What the exercise asks:
Leave every picture behind and copy the rest of the entries below exactly.

### Records to use ###

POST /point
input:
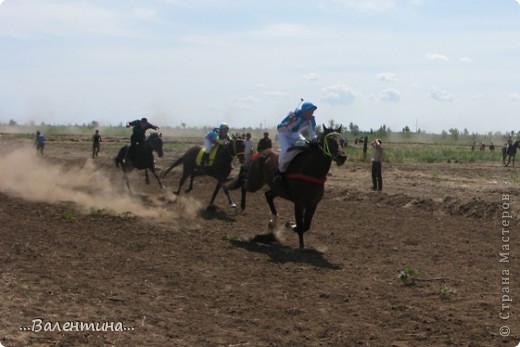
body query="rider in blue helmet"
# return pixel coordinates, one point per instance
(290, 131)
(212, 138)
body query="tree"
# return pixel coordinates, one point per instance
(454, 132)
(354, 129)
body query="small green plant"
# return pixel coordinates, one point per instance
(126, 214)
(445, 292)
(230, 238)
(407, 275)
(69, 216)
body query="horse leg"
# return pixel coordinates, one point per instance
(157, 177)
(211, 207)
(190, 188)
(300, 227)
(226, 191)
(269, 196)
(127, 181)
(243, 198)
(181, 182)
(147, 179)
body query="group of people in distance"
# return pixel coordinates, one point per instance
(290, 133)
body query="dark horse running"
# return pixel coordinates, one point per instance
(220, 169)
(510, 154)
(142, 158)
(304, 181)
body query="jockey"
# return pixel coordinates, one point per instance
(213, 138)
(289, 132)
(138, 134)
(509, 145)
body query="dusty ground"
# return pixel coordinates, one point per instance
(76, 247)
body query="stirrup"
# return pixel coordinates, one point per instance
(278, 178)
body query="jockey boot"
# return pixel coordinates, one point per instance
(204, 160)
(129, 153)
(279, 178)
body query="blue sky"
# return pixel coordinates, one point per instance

###

Task output:
POST /point
input:
body query="rider in blue helmet"
# return pixel coordinates, one point per instance
(290, 131)
(212, 138)
body query="tree"
# return pixel coordinates, one point per instance
(454, 132)
(354, 129)
body query="small green plant"
# return pixel coordinates, one point per instance
(126, 214)
(445, 292)
(230, 238)
(407, 275)
(69, 216)
body query="horse leg"
# return pixel coordinates, one point per instance
(157, 177)
(211, 207)
(190, 188)
(300, 227)
(226, 191)
(269, 196)
(127, 181)
(243, 198)
(181, 182)
(147, 179)
body query="group of people in distance"
# return pixel coordinates, one point per instance
(290, 133)
body query="dark horse running"
# return pixel coordinates, one point per instance
(220, 169)
(510, 154)
(142, 158)
(304, 181)
body query="jockey"
# return pixel coordinates, one point per instance
(213, 138)
(289, 132)
(138, 134)
(509, 145)
body query="dusty ground"
# return pixel coordinates, one point per instance
(76, 247)
body query="stirrup"
# return pixel coordinates, one point per instance
(278, 178)
body query="jockey boot"
# return pixel coordinates, one point per instance
(204, 160)
(129, 153)
(279, 178)
body query="blue sky"
# return pixel coordinates, one point per instance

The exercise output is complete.